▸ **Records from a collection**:
--- START ---

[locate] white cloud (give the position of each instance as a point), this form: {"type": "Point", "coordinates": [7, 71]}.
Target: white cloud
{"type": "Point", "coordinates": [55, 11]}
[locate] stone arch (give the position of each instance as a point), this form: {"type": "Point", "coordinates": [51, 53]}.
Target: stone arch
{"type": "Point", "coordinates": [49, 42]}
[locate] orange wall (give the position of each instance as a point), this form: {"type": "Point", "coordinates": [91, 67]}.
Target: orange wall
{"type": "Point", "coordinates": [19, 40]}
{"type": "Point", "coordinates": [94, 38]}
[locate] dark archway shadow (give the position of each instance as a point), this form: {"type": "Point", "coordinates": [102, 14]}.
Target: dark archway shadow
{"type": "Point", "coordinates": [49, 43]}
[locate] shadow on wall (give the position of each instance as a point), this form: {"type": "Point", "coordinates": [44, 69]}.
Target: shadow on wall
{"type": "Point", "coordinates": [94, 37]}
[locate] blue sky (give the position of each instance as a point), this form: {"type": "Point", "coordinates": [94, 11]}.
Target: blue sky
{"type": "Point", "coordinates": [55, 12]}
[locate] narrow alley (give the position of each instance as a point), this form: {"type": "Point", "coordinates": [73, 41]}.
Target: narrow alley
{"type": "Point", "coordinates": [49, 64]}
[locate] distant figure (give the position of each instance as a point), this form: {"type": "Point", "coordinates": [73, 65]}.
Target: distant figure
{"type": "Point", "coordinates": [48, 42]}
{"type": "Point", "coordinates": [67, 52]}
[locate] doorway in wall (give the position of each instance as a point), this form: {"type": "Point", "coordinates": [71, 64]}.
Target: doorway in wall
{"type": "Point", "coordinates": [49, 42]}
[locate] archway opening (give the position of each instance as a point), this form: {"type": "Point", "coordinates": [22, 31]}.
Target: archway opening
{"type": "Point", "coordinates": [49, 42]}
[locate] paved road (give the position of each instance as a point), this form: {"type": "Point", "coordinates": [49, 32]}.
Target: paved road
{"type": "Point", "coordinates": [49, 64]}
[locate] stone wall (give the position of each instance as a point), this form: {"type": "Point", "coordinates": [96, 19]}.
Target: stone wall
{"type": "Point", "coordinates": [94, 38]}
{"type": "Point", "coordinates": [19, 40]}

--- END ---
--- START ---

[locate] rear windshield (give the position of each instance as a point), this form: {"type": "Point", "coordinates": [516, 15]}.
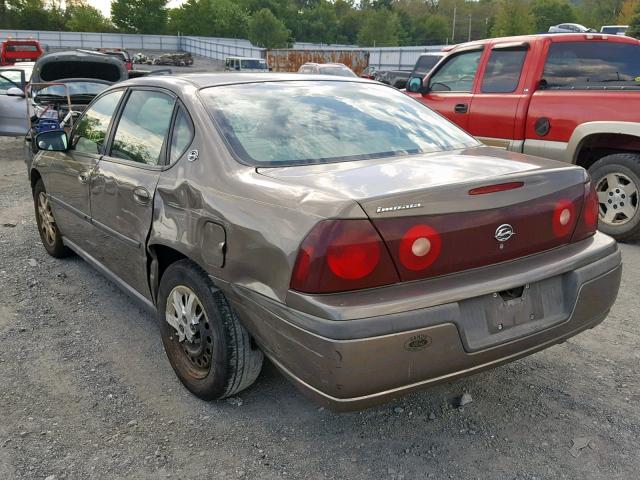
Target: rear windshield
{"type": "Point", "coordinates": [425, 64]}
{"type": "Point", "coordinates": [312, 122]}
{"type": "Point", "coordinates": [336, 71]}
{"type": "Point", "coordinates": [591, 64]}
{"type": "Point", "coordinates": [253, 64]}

--- END ---

▸ **Exercise description**: From the entries above, restate word for word the lines from the line containing "[locate] white cloud" to the line containing "[locate] dark archway", both ends included, and nothing more.

▸ **Expected answer**:
[locate] white cloud (give the position of each instance as a point), this form: {"type": "Point", "coordinates": [7, 71]}.
Target: white cloud
{"type": "Point", "coordinates": [55, 11]}
[locate] stone arch (give the position of each instance as a point), this form: {"type": "Point", "coordinates": [51, 53]}.
Target: stone arch
{"type": "Point", "coordinates": [49, 42]}
[locate] orange wall (give the position of each instance as a point), this form: {"type": "Point", "coordinates": [91, 67]}.
Target: orange wall
{"type": "Point", "coordinates": [19, 40]}
{"type": "Point", "coordinates": [94, 38]}
[locate] dark archway shadow (give the position of each instance as a point), this form: {"type": "Point", "coordinates": [102, 14]}.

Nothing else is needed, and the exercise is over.